**Task input**:
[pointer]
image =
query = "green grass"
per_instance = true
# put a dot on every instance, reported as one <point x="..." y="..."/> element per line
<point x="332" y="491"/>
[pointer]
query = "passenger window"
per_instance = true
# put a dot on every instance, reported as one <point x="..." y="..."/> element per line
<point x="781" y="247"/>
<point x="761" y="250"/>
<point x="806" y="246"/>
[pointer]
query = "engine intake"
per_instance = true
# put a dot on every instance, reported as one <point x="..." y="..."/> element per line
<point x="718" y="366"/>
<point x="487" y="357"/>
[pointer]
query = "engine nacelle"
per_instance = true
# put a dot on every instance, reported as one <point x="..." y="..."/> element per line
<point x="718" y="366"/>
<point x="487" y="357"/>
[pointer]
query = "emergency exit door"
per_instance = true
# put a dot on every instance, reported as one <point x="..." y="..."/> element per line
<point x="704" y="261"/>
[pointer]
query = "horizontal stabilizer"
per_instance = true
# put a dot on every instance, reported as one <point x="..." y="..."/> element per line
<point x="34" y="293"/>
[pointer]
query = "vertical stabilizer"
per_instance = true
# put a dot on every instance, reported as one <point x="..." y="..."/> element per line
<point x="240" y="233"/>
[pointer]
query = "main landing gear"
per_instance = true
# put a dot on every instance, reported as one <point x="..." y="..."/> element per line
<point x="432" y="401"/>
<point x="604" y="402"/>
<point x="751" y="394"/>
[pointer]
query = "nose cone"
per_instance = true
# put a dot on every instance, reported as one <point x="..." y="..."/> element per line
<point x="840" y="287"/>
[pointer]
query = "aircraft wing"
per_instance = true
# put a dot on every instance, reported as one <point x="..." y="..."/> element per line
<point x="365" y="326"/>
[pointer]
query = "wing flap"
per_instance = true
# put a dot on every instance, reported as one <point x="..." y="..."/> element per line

**Given instruction**: Copy out each line exactly.

**Exercise answer**:
[pointer]
image =
query = "green grass"
per_instance = true
# put a dot on every instance, reported as one <point x="..." y="..."/> element per line
<point x="332" y="491"/>
[pointer]
query = "passenger window"
per_instance = true
# put a dot on every instance, reported as one <point x="..." y="..."/> element per line
<point x="781" y="247"/>
<point x="761" y="250"/>
<point x="806" y="246"/>
[pointer]
query = "engine intake"
per_instance = true
# put a dot on every instance, reported as one <point x="..." y="..."/> element per line
<point x="718" y="366"/>
<point x="487" y="357"/>
[pointer]
query = "engine nacelle"
per_instance = true
# put a dot on every instance, reported as one <point x="..." y="..."/> element per line
<point x="718" y="366"/>
<point x="487" y="357"/>
[pointer]
query = "emergency exit door"
per_instance = true
# put a dot on every instance, reported as one <point x="..." y="..."/> element per line
<point x="704" y="261"/>
[pointer]
query = "horizontal stabilizer"
per_instance = true
# put a dot on every instance, reported as one <point x="..." y="..."/> element per line
<point x="34" y="293"/>
[pointer]
query = "vertical stabilizer"
per_instance = true
# put a dot on every instance, reported as one <point x="..." y="..."/> element per line
<point x="240" y="233"/>
[pointer]
query = "main landing gear"
per_instance = true
# put a dot on every instance, reported as one <point x="..." y="..."/> element per line
<point x="432" y="401"/>
<point x="604" y="402"/>
<point x="751" y="394"/>
[pointer]
query = "nose cone"
per_instance = true
# put a dot on every instance, reported as one <point x="..." y="..."/> element per line
<point x="840" y="287"/>
[pointer]
query = "aircraft wing"
per_instance = true
# put a dot on every instance, reported as one <point x="..." y="..."/> element per line
<point x="365" y="326"/>
[pointer]
query = "wing flap"
per_instance = true
# put a dot on every instance, reported as one <point x="..." y="..."/> element per line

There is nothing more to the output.